The intent seems clear from the very first page, a cautionary statement that states to the book’s reader that ‘Scar Tissue Armor’, the debut poetry collection by Gakunde Prayer, isn’t a smooth ride.
This book contains sensitive material related to death, grief, love, heartbreak, and mental health.
Rather, the book finds truth in the strength of heartbreak, weakness in love, empowerment in womanhood, and a healing armour from ache. Before reading the opening poem, you might cry at the end of it all.

Gakunde, 24, pen name Kunda Cooks, released her debut collection in August to a room full of friends, enthusiasts and a world relenting to cope with the intrusive galaxy of emotions often hard to pinpoint.
In her Kezem jumpsuit, a wrapped top tiered long sleeves, and wide-leg pants in coordinating black and white colours, Gakunde blossomed with each performance, with her seemingly cracked voice —a tone indicating she might herself cry.
Her rinsing prose style eludes the formalities of stanzas, rhyme scheme and metre, instead, she offers a storytelling amplitude, with often tidy short poems that even the poetry buffs can easily relate to.
You appear in my dreams and I no longer call it a sign.
This is a great relief and a great sadness.

‘Scar Tissue Armor’ concerns aesthetic pursuits and bodily trouble, deeply felt personal losses and the jangle of harm and horror in the world. The author avowed the book was written over three years, and a different title later changed.
“I didn’t fully plan this collection of poems to turn into a book at first,” Gakunde said, “But eventually, with my support system, I realised a theme that I wanted to follow.” The theme: To make anyone weep.
He did not make my demons disappear,
he did not play pretend,
where we closed the room
and never opened it again.

- _The problem_
Please retype the stretch of the piece on "Scar Tissue Armor" from "The intent seems" through "a smooth ride.", keeping every word and mark unchanged.

- _Source information_
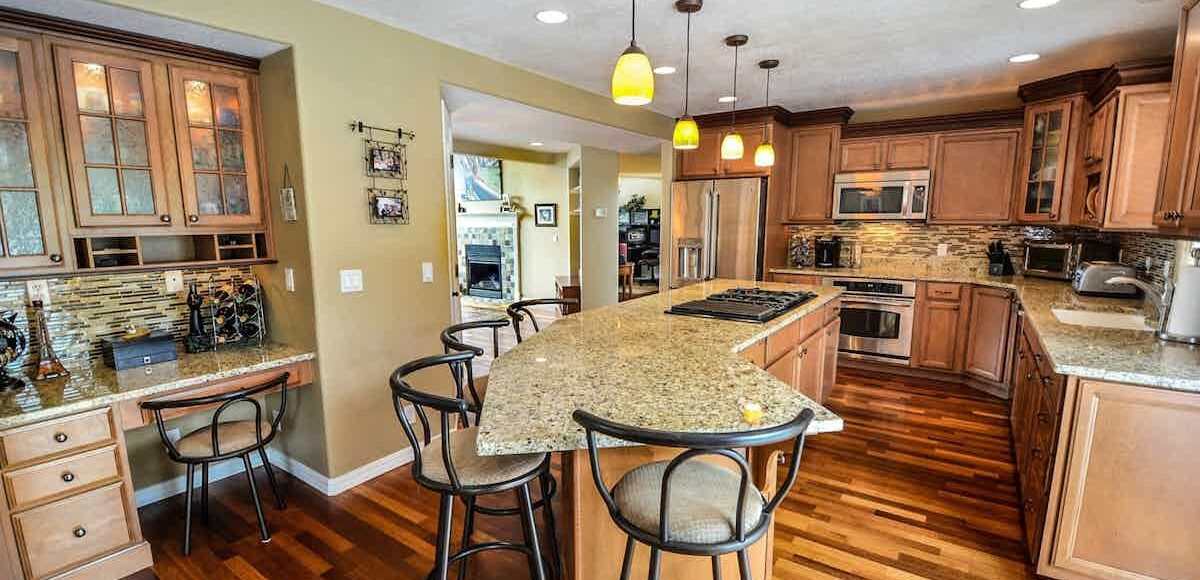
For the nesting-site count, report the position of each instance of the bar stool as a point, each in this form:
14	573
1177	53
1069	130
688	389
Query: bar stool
221	441
519	310
454	468
689	507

- _Written answer_
The intent seems clear from the very first page, a cautionary statement that states to the book’s reader that ‘Scar Tissue Armor’, the debut poetry collection by Gakunde Prayer, isn’t a smooth ride.